Task prompt |
Reproduce every entry below, changing each "Query" to "Target" and leaving all other text untouched.

Provided material |
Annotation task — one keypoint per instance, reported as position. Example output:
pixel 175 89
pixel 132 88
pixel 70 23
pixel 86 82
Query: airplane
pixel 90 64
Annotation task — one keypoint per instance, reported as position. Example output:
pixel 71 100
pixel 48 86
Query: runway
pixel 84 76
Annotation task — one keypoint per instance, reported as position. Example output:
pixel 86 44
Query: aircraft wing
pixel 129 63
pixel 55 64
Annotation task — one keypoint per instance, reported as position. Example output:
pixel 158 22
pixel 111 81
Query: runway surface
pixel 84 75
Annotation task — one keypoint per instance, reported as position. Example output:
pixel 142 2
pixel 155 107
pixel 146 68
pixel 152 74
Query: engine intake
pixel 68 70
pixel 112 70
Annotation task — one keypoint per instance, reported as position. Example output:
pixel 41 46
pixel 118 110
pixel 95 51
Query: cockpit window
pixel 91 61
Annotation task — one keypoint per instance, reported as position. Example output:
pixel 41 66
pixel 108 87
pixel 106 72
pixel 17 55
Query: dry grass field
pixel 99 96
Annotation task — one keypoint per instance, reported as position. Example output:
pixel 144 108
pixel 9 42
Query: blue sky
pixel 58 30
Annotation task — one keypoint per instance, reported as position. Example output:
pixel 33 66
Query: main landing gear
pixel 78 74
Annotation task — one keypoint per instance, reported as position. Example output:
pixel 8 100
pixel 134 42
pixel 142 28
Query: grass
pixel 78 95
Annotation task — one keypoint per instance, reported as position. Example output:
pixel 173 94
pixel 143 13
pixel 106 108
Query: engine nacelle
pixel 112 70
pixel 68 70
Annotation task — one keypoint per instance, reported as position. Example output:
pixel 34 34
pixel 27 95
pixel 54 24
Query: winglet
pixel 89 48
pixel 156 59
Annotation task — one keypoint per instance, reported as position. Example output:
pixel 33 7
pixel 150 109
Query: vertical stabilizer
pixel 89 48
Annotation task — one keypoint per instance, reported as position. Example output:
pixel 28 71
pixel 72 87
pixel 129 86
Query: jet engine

Solution for this exercise |
Annotation task — one keypoint per instance, reported as position. Example output:
pixel 175 89
pixel 132 88
pixel 70 23
pixel 86 82
Target: airplane
pixel 90 64
Annotation task — one keypoint per instance, reported as position. Example output:
pixel 71 100
pixel 48 86
Target: runway
pixel 84 76
Annotation task — one keypoint per instance, reported as position. Example output:
pixel 86 44
Target: aircraft wing
pixel 129 63
pixel 55 64
Annotation task — one keypoint per instance, reported as position. Example output:
pixel 158 22
pixel 111 81
Target: runway surface
pixel 84 75
Annotation task — one keypoint per instance, reported as position. Example output:
pixel 142 2
pixel 155 107
pixel 146 68
pixel 152 74
Target: engine intake
pixel 68 70
pixel 112 70
Annotation task — one keypoint per instance, reported as position. Example output:
pixel 41 46
pixel 118 110
pixel 95 51
Target: cockpit window
pixel 91 61
Annotation task — one keypoint per instance, reported as position. Example output:
pixel 41 66
pixel 108 87
pixel 106 72
pixel 17 55
Target: dry grass field
pixel 99 96
Annotation task — one keypoint per instance, reported as position. Example output:
pixel 144 108
pixel 9 42
Target: blue sky
pixel 58 30
Annotation task — one keypoint per instance, reported as position. Example output:
pixel 33 66
Target: main landing gear
pixel 78 74
Annotation task — one keypoint per instance, reported as position. Example output:
pixel 8 100
pixel 134 42
pixel 142 28
Target: grass
pixel 78 95
Annotation task — one keypoint per instance, reported as position. Example output:
pixel 173 94
pixel 143 13
pixel 106 108
Target: engine nacelle
pixel 112 70
pixel 68 70
Annotation task — one keypoint per instance, reported as position. Example output:
pixel 34 34
pixel 27 95
pixel 54 24
Target: winglet
pixel 89 48
pixel 156 59
Annotation task — one keypoint per instance, reported as position. Example output:
pixel 33 7
pixel 150 109
Target: vertical stabilizer
pixel 89 48
Annotation task — one keypoint per instance, reported as position. Example output:
pixel 28 71
pixel 72 87
pixel 129 86
Target: jet engine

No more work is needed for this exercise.